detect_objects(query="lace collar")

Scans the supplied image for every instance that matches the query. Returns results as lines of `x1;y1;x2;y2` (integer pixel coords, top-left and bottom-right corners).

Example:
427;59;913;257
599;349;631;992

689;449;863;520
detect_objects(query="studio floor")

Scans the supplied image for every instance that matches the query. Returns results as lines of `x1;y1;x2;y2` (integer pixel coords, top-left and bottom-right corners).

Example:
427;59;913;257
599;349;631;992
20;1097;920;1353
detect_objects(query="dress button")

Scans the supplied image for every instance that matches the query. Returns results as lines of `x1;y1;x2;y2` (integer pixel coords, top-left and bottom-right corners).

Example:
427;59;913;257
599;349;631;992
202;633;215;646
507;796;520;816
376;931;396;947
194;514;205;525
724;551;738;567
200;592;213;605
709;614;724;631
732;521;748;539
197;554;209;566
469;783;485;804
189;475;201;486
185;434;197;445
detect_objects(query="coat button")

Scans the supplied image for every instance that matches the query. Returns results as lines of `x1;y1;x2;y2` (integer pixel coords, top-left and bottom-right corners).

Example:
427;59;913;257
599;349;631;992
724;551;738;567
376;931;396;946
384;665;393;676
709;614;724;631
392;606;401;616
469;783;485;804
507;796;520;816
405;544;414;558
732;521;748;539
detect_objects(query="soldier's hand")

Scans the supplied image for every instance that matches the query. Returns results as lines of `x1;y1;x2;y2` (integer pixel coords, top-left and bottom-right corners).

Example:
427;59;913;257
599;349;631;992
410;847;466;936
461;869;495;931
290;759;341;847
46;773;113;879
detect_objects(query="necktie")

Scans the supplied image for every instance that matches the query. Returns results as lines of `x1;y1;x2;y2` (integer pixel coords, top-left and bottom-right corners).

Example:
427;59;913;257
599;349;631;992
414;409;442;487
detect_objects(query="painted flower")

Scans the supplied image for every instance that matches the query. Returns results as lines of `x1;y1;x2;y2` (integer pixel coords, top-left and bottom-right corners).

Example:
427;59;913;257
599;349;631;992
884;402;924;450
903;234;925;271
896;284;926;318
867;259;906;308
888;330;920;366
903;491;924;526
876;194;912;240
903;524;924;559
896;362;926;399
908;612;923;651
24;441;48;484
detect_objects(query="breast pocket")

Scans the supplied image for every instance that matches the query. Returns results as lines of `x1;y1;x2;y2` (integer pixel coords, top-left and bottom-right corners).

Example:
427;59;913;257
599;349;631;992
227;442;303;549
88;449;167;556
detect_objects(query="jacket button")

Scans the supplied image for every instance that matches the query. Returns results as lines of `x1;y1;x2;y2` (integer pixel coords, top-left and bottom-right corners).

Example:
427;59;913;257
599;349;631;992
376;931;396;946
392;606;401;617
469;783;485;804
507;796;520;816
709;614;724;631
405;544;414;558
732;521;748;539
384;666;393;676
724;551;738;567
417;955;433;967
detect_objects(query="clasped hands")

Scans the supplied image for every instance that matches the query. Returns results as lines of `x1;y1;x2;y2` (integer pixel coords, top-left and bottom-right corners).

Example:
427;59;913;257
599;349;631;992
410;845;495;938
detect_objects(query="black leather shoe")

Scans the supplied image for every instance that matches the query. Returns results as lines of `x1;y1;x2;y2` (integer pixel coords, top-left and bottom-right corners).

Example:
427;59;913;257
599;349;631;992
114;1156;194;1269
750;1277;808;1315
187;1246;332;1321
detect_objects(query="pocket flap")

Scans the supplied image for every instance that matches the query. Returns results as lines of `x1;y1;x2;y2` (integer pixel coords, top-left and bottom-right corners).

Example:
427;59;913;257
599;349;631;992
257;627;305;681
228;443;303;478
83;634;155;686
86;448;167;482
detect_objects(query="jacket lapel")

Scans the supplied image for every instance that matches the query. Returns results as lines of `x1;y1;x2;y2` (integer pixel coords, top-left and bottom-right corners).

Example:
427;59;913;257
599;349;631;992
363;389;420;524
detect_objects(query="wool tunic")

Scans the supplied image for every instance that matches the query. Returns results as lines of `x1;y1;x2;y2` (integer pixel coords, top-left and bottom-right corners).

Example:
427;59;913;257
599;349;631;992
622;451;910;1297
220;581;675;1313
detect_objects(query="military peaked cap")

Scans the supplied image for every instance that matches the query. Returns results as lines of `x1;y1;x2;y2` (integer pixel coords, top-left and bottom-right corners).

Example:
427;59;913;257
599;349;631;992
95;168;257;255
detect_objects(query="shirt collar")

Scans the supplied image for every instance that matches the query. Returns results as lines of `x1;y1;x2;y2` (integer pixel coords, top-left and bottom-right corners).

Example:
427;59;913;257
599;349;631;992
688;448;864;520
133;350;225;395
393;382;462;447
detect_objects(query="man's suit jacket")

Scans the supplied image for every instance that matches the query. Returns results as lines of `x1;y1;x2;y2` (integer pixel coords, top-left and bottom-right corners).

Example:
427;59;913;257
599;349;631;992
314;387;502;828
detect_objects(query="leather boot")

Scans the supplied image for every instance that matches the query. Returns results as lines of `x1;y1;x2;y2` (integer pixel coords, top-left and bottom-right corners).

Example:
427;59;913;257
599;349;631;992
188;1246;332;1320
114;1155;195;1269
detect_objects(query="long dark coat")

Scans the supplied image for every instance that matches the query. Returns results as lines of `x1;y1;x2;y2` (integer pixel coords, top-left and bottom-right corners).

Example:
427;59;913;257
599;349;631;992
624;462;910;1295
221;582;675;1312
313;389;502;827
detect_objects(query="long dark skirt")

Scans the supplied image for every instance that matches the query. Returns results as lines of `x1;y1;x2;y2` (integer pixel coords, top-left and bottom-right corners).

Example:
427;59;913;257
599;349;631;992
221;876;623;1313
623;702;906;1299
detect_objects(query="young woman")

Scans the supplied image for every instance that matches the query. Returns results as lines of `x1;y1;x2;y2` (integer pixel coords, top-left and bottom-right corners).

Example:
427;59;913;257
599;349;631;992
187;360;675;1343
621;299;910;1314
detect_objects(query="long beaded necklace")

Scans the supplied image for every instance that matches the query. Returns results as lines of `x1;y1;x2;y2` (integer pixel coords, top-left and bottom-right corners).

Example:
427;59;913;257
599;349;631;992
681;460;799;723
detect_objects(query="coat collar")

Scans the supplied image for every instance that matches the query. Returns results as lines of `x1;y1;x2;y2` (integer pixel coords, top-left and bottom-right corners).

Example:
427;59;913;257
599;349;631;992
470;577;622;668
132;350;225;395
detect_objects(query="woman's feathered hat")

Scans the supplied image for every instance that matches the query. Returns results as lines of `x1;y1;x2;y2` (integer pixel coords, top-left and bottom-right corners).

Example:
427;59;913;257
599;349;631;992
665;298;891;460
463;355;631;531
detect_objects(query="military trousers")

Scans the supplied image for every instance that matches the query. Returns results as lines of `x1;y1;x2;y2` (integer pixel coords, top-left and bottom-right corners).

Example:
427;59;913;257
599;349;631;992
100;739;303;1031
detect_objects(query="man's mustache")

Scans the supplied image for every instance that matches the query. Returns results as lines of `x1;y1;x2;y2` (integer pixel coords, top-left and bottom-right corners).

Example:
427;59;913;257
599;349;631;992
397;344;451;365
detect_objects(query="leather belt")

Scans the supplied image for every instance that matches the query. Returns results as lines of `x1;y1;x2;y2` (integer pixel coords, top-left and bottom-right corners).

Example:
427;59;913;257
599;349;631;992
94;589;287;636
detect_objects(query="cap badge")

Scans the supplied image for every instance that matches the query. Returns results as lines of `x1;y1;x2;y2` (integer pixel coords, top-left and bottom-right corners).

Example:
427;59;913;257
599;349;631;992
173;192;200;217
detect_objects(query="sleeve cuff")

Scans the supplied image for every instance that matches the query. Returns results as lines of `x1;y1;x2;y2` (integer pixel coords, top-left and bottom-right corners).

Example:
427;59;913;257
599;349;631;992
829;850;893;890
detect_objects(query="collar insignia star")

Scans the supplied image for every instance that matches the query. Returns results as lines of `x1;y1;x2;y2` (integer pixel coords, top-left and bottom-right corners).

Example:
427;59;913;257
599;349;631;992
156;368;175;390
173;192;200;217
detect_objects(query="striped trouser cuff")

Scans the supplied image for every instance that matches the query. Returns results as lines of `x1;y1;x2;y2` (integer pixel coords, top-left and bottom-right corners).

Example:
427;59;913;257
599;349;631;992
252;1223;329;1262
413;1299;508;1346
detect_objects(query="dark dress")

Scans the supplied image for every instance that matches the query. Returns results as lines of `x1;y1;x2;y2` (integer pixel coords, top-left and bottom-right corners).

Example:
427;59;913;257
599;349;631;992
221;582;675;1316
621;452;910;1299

▸ **TASK REQUIREMENTS**
State the number of lines in the data that carry "collar", and add nothing to it.

▸ **TASK RESPONSE**
4